Nothing in the data may change. Copy all of it exactly.

INFORMATION PROVIDED START

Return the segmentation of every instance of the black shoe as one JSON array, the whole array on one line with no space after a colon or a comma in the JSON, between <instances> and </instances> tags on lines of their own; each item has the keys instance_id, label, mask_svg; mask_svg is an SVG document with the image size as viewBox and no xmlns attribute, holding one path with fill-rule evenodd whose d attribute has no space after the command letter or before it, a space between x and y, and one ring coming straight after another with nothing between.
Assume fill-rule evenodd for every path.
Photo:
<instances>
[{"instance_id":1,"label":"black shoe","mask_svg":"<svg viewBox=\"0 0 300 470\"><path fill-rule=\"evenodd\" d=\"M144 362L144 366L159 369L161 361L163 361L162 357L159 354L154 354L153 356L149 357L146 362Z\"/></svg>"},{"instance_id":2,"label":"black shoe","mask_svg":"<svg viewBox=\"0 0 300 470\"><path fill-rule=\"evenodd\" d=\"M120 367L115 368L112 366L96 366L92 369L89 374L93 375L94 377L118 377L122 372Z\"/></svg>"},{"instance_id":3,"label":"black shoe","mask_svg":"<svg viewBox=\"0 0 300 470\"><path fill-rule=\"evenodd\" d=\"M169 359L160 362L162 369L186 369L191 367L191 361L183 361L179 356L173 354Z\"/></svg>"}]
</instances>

INFORMATION PROVIDED END

SOLUTION TO THE EXERCISE:
Return the segmentation of every instance of the black shoe as one JSON array, the whole array on one line with no space after a colon or a comma in the JSON, between <instances> and </instances> tags on lines of their own; each item has the keys instance_id, label, mask_svg; mask_svg is an SVG document with the image size as viewBox and no xmlns attribute, holding one path with fill-rule evenodd whose d attribute has no space after the command letter or before it, a space between x and y, and one ring coming straight after another with nothing between.
Assume fill-rule evenodd for every path.
Photo:
<instances>
[{"instance_id":1,"label":"black shoe","mask_svg":"<svg viewBox=\"0 0 300 470\"><path fill-rule=\"evenodd\" d=\"M144 362L144 366L159 369L161 361L163 361L162 357L159 354L154 354L153 356L149 357L146 362Z\"/></svg>"},{"instance_id":2,"label":"black shoe","mask_svg":"<svg viewBox=\"0 0 300 470\"><path fill-rule=\"evenodd\" d=\"M120 367L115 368L112 366L96 366L92 369L89 374L93 375L94 377L118 377L122 372Z\"/></svg>"},{"instance_id":3,"label":"black shoe","mask_svg":"<svg viewBox=\"0 0 300 470\"><path fill-rule=\"evenodd\" d=\"M169 359L160 362L162 369L186 369L191 367L191 361L183 361L179 356L173 354Z\"/></svg>"}]
</instances>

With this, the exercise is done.